COMPITO SCRITTO 1:
Nel segmento sull'arte e il pubblico, individua tutti gli elementi di cui, secondo l'intervistato, gli impressionisti raccontano la bellezza.

Perché gli impressionisti e Van Gogh hanno così tanto successo? In che cosa si riconosce il pubblico?
«Bisogna distinguere. Gli impressionisti ci raccontano un mondo del quale abbiamo nostalgia. La bellezza del paesaggio, dei cieli, delle nuvole e del vento ci racconta un mondo che non c’è più ma che continua ad ammaliarci, perché è ancora dentro di noi. Invece, il fascino di Van Gogh deriva da un’esistenza complicata: noi ci ritroviamo nella profondità di un’anima attraversata dalla sofferenza, ciò che percorre le sue opere».
Che cosa può dare questo modo di fruire l’arte a un Paese ricco di patrimonio, ma pigro nel frequentarlo?
«Da una ventina d’anni si registra un crescente risveglio di sensibilità e passione per l’arte e la bellezza. Lo percepiamo tutti, lo vediamo per esempio dai riscontri dei visitatori nel nostro database, al call center e sui social che registrano centinaia di commenti quotidiani. Un tempo andare a una mostra o visitare un museo era molto più complicato che andare a un concerto o leggere un libro. Oggi l’arte ha smesso di essere qualcosa di polveroso, relegato nella torre d’avorio».
Su questo si prende qualche merito?
«Fin dalle prime mostre che ho curato, ancor prima che ci fosse Linea d’ombra, ho sempre cercato di accorciare la distanza fra arte e pubblico. Quando ci si riesce, nasce qualcosa di buono, perché si crea un senso di comunità che apre prospettive inedite».
Come si diventa un manager d’arte di rilevanza internazionale?
«Non ne ho la più pallida idea. Ho iniziato dalle piccole cose, ma senza l’idea di diventare qualcuno. Certo, l’ambizione ce l’avevo, ma nel 1984, a 23 anni, la figura del critico come la conosciamo oggi non esisteva».
Quindi da che cosa è partito?

INFORMAZIONI FORNITE:
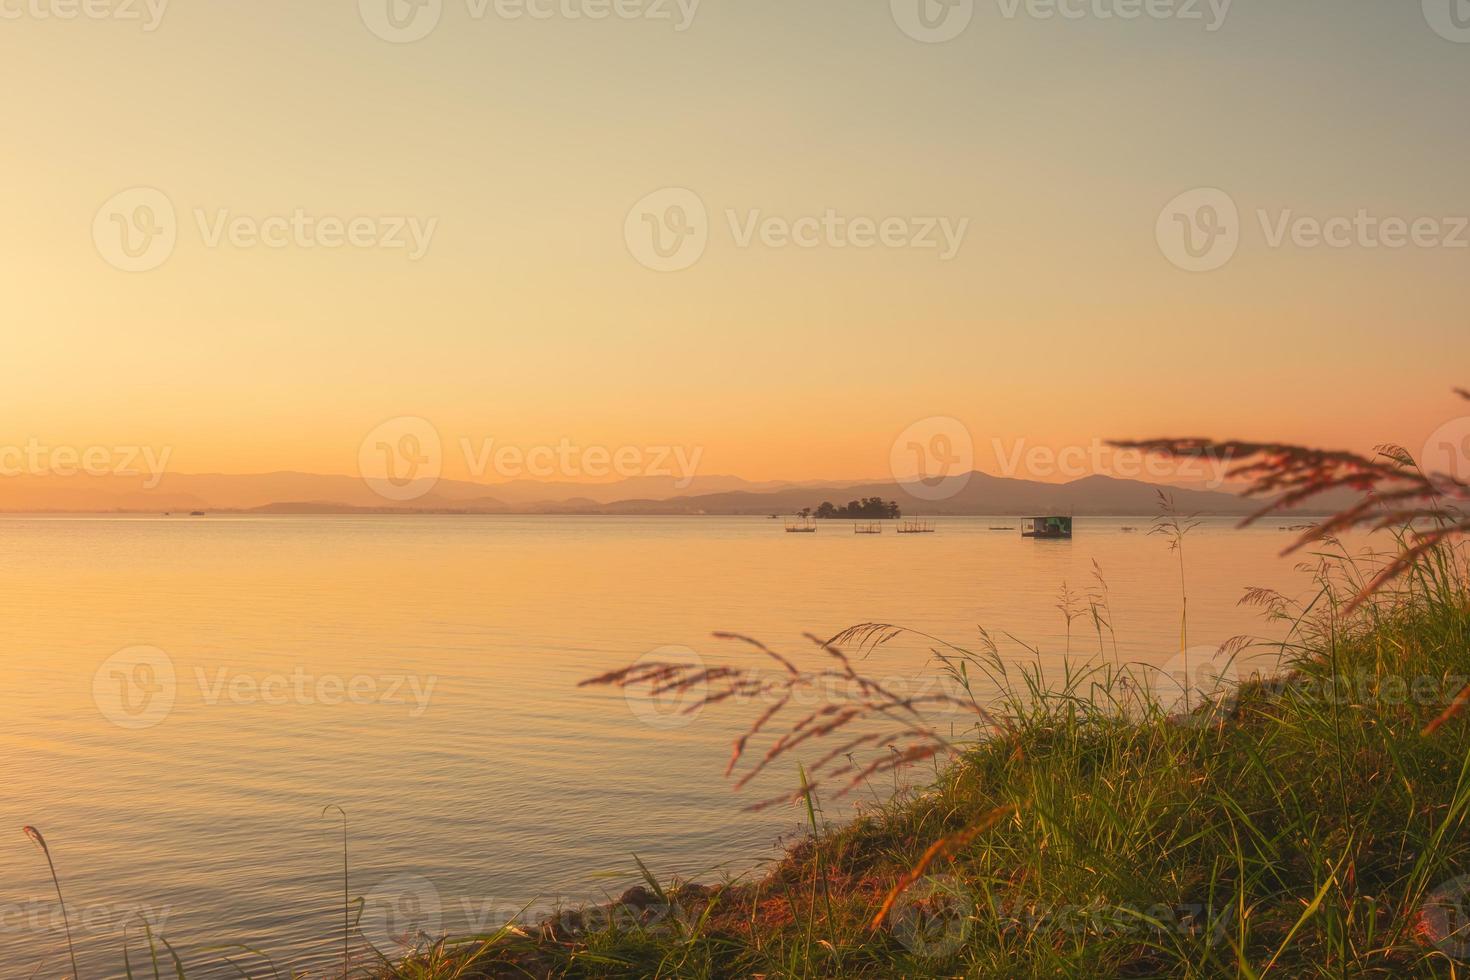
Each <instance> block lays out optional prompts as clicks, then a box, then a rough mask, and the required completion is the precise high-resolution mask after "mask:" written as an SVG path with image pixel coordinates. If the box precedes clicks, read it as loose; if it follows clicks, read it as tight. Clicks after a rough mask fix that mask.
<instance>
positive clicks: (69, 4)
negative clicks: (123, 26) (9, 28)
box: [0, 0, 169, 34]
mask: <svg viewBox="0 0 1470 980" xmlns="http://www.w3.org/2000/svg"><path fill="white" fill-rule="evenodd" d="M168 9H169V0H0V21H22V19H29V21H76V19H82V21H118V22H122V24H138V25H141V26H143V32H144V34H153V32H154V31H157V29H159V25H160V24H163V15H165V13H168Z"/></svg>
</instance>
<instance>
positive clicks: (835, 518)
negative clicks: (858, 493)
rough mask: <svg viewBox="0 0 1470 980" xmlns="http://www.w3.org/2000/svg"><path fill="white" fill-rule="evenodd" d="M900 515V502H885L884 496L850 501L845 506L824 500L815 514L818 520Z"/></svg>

COMPITO SCRITTO 2:
Riscrivi senza alcuna modifica tutte le righe delle voci fornite, omettendo le immagini.

RISPOSTA SCRITTA 1:
- il paesaggio
- i cieli
- le nuvole
- il vento

RISPOSTA SCRITTA 2:
Each <instance> block lays out optional prompts as clicks, then a box, then a rough mask, and the required completion is the precise high-resolution mask after "mask:" written as an SVG path with image pixel coordinates. If the box precedes clicks, read it as loose; if it follows clicks, read it as tight. Clicks after a rough mask fix that mask.
<instance>
positive clicks: (69, 4)
negative clicks: (123, 26) (9, 28)
box: [0, 0, 169, 34]
mask: <svg viewBox="0 0 1470 980" xmlns="http://www.w3.org/2000/svg"><path fill="white" fill-rule="evenodd" d="M168 9H169V0H0V21H22V19H29V21H76V19H82V21H118V22H122V24H138V25H141V26H143V32H144V34H153V32H154V31H157V29H159V25H160V24H163V15H165V13H168Z"/></svg>
</instance>
<instance>
positive clicks: (835, 518)
negative clicks: (858, 493)
rough mask: <svg viewBox="0 0 1470 980" xmlns="http://www.w3.org/2000/svg"><path fill="white" fill-rule="evenodd" d="M900 515V502H885L884 496L850 501L845 506L824 500L815 514L818 520Z"/></svg>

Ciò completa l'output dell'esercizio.